# Datenschutzgrundverordnung und andere Modernisierungen...



## Heiko (16 Mai 2018)

Wie Ihr ja sicher mitbekommen habt, tritt nächste Woche die Europäische Datenschutzgrundverordnung (DSGVO) in Kraft.
Man kann von Ihr halten, was man will, entziehen kann man sich ihr aber nicht.
Auch wir müssen unsere Webseiten an die neue Rechtslage anpassen. Ein erster Schritt ist die Überarbeitung des Forums.

Wir haben die Chance genutzt und gleich unsere Forensoftware zukunftsfähig gemacht. Wir hoffen, dass Euch das neue Layout gefällt. Für Euch merklich: Ihr könnt das Forum jetzt auch optimal mit diversen Mobilgeräten nutzen. Das Layout passt sich automatisch an die Bildschirmgröße an.

Über andere Neuerungen werden wir Euch in den nächsten Tagen informieren.


----------



## Hippo (16 Mai 2018)

Mich so zu erschrecken ...
... hier semmelt mir der Server ab, dann kacken dem örtlichen WLAN-Anbieter 2 Antennen ab und Du änderst das Outfit vom Forum ...
Ich krieg die Krise


----------



## Heiko (16 Mai 2018)

Bleib entspannt...  

Im Ernst: es gibt einige Vorteile. Man muss sich halt umgewöhnen...


----------



## Hippo (16 Mai 2018)

Denkst nur an nix böses und dann sieht hier auch alles anders aus.....

Kurze Aufgabe 1: Fasse im Forenthread zur DSGVO den Absatz, der mit „Wir haben die Chance genutzt“ beginnt, als kurze Stichpunktliste zusammen.
Kurze Aufgabe 2: Führe den Forenthread zur DSGVO nach dem letzten Beitrag weiter.

Bereitgestellte Daten:

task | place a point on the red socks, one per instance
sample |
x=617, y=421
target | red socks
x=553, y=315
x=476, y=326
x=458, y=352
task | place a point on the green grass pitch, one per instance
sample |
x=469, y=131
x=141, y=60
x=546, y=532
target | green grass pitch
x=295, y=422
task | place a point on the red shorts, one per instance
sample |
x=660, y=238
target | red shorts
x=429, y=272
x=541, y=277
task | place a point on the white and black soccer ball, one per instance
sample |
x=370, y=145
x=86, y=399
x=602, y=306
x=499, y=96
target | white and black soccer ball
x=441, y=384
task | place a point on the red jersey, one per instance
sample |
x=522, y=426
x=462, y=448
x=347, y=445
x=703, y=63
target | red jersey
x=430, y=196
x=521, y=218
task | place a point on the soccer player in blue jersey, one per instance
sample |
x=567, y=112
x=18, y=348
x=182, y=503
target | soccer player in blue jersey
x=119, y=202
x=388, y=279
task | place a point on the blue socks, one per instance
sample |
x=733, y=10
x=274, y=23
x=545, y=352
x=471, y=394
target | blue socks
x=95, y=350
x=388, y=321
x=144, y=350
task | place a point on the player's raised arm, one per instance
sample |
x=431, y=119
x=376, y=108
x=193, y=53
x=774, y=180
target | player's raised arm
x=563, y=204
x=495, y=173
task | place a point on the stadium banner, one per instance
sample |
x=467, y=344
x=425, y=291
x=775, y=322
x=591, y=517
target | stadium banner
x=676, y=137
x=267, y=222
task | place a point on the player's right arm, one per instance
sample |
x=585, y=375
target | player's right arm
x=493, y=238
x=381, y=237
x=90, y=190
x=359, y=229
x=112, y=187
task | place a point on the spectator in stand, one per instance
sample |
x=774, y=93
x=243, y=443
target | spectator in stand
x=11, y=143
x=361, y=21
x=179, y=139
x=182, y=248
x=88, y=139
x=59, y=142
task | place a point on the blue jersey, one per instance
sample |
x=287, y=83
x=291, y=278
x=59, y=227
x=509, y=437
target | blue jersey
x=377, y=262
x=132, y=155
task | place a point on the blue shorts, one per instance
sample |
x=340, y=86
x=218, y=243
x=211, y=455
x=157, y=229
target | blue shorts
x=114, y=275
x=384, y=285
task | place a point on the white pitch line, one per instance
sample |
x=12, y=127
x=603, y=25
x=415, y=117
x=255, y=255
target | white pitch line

Endgültige Antwort 1:
- Die Forensoftware wurde zukunftsfähig gemacht.
- Das Forum hat ein neues Layout.
- Das Forum lässt sich jetzt optimal mit diversen Mobilgeräten nutzen.
- Das Layout passt sich automatisch an die Bildschirmgröße an.

Endgültige Antwort 2:
... und Du mußt Dich neu anmelden


----------



## Heiko (16 Mai 2018)

Stimmt. Alles neu macht der Mai...


----------



## Heiko (16 Mai 2018)

Falls jemand nen Fehler findet: bitte melden!


----------



## BenTigger (17 Mai 2018)

Mir gefällt das neue Design


----------



## jupp11 (17 Mai 2018)

Ist  Geschmacksache. Bin halt sehr konservativ.  Anwahl von Standard Style wird aber 
bei jedem Neuaufruf wieder auf Default Style zurückgesetzt.
red style: na ja...


----------



## jupp11 (17 Mai 2018)

Wie korrigiert man ein Posting?


----------



## Heiko (17 Mai 2018)

jupp11 schrieb:


> Ist  Geschmacksache. Bin halt sehr konservativ.  Anwahl von Standard Style wird aber
> bei jedem Neuaufruf wieder auf Default Style zurückgesetzt.
> red style: na ja...


Der Red Style ist nicht für die Nutzung gedacht. Der fliegt wieder raus.


----------



## Heiko (17 Mai 2018)

jupp11 schrieb:


> Wie korrigiert man ein Posting?


Durch Klick auf "Bearbeiten" im unteren Bereich des Postings.


----------



## BenTigger (17 Mai 2018)

Wie vorher das Bearbeiten anwählen.


----------



## jupp11 (17 Mai 2018)

Die Button Bearbeiten und Löschen gibt es bei mir nicht.


----------



## Heiko (17 Mai 2018)

Ich schaue mal ob sich da Rechteänderungen im Zuge des Updates ergeben haben.


----------



## Heiko (17 Mai 2018)

jupp11 schrieb:


> Die Button Bearbeiten und Löschen gibt es bei mir nicht.


Laut den Einstellungen solltest Du Deine eigenen Postings ändern können. Schau mal bitte, ob das im Testforum auch nicht geht.


----------



## jupp11 (17 Mai 2018)

Bearbeiten ja, Löschen nein


----------



## Heiko (17 Mai 2018)

Perfekt, dann ist das lediglich hier im Nachrichtenforum abgestellt. Ich baue das mal um.


----------



## jupp11 (17 Mai 2018)

Zitat geht hier und  im Testforum auch nicht


----------



## Heiko (17 Mai 2018)

jupp11 schrieb:


> Zitat geht hier und  im Testforum auch nicht


Was geht da nicht?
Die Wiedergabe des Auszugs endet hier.